=== Begin Enclosure ===
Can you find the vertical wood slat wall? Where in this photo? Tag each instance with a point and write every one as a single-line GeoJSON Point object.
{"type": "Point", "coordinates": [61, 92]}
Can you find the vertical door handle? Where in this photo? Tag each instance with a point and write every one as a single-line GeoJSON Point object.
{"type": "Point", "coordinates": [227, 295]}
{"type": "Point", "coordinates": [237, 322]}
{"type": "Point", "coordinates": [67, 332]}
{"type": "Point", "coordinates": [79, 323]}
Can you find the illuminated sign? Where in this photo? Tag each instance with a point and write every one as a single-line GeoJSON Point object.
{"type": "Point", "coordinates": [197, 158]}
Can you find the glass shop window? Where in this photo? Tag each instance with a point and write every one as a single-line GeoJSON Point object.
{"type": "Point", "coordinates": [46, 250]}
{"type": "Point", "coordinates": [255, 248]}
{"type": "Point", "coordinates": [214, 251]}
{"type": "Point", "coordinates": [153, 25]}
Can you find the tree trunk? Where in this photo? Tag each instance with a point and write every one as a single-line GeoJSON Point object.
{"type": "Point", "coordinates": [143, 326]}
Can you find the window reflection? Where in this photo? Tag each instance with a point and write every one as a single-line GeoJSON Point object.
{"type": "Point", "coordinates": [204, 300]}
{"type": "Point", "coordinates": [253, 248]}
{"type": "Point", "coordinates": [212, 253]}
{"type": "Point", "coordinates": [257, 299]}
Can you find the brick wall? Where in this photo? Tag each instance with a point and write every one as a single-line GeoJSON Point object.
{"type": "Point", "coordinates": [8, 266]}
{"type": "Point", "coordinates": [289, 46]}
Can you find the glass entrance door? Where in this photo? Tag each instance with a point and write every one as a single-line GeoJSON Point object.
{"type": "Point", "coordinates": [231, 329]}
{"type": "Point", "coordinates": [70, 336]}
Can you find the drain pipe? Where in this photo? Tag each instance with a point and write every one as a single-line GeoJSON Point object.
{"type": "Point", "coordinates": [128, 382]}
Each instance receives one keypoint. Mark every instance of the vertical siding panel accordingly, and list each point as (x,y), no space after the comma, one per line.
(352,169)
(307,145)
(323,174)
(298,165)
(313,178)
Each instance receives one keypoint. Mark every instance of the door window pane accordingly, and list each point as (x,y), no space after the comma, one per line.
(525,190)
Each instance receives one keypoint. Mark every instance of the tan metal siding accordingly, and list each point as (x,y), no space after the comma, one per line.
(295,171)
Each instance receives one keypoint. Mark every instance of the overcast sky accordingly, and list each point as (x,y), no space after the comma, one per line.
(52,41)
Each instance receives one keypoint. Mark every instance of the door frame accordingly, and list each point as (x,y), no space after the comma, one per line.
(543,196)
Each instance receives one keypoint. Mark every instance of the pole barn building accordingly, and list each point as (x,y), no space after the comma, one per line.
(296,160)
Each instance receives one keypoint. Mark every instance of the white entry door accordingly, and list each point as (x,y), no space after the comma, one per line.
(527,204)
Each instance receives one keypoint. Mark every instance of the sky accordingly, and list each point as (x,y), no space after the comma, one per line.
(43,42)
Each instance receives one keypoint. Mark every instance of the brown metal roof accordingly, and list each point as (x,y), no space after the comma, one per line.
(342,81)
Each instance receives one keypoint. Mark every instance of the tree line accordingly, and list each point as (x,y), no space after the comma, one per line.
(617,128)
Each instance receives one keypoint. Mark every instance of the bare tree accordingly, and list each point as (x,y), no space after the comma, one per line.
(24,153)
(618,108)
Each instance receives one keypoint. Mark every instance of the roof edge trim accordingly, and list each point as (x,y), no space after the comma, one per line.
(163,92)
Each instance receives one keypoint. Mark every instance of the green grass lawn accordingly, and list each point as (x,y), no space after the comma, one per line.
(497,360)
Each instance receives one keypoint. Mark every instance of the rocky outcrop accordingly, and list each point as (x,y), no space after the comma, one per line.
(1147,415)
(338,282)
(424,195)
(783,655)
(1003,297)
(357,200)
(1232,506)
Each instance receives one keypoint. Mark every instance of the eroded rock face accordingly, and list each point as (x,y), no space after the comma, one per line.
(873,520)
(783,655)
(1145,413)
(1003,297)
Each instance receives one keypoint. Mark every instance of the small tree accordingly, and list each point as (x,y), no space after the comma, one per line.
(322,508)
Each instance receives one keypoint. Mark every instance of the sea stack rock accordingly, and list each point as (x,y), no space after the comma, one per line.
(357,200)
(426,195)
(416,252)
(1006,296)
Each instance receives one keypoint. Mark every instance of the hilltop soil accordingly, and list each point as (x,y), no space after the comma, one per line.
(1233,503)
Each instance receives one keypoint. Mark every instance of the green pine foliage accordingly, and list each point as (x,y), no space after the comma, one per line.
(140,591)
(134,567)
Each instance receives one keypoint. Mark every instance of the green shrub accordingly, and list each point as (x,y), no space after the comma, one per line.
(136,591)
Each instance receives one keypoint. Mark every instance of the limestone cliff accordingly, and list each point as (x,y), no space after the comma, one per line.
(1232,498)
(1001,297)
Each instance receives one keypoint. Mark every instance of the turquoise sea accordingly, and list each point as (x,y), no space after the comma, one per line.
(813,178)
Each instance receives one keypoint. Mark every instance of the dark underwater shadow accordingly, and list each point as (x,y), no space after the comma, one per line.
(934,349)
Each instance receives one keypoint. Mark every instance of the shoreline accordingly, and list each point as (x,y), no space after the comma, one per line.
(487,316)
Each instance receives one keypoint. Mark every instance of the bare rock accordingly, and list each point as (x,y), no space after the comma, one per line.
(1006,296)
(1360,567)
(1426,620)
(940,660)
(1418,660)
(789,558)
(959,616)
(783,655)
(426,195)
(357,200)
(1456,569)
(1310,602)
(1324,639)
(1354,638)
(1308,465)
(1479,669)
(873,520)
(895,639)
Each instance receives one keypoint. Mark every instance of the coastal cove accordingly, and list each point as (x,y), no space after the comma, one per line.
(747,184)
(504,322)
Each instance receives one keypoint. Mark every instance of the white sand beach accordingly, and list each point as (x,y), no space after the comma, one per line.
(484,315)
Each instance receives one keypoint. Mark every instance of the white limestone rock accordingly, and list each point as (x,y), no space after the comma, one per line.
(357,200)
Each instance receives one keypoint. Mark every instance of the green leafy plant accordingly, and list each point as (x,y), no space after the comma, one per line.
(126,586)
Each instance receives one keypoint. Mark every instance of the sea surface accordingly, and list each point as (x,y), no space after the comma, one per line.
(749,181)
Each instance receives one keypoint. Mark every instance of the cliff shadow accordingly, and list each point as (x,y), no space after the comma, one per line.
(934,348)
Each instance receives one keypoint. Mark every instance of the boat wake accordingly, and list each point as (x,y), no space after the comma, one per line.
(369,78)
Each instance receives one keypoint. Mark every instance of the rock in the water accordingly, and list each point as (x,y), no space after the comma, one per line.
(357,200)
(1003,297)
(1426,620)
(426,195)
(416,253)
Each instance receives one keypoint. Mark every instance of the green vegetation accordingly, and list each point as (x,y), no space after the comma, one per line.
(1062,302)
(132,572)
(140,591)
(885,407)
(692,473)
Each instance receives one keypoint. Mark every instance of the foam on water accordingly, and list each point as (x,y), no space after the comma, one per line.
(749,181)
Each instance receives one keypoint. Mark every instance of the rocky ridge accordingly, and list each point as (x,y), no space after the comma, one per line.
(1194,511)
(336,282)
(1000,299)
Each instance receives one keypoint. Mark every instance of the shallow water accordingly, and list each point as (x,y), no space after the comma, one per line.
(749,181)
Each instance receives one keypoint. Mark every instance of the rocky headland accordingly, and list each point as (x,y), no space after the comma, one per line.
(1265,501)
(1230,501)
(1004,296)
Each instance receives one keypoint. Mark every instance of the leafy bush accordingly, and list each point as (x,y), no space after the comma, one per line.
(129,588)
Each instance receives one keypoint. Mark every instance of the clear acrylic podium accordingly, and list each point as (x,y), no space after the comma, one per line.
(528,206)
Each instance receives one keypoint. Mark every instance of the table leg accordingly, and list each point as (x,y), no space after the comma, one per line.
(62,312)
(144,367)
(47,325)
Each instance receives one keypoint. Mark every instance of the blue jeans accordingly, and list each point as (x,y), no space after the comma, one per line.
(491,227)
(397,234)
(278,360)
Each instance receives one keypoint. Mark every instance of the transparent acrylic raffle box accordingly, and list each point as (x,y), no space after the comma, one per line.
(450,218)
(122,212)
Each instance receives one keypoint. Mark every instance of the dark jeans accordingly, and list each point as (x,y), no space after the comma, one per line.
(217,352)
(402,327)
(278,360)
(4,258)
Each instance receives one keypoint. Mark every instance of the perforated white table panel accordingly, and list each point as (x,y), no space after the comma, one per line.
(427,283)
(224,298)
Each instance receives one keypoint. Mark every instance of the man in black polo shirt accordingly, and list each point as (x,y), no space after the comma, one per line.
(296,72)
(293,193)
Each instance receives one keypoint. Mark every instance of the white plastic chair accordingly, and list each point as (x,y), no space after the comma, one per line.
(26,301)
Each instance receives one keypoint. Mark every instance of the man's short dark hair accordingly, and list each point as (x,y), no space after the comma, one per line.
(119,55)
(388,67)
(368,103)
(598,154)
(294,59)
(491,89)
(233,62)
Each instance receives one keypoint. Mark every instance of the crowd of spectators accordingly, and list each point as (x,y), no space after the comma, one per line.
=== End Enclosure ===
The lines from the one with "the white plastic" through the end of the data above are to be set down exactly, with both boundary lines included and no other lines.

Each instance receives one keypoint. Mark every instance of the white plastic chair accordingly, and list each point as (x,y), no space after the comma, one per line.
(26,301)
Each instance receives one keypoint. Mark every instance of the man's short dark hair accordingly, and list each point as (x,y), no space after the comma, one per line.
(119,55)
(388,67)
(368,103)
(598,154)
(294,59)
(491,89)
(233,62)
Each instance receives one keypoint. Mark every instance of the crowd of spectators accordingly, and list each point as (x,y), no space after the comma, one per line.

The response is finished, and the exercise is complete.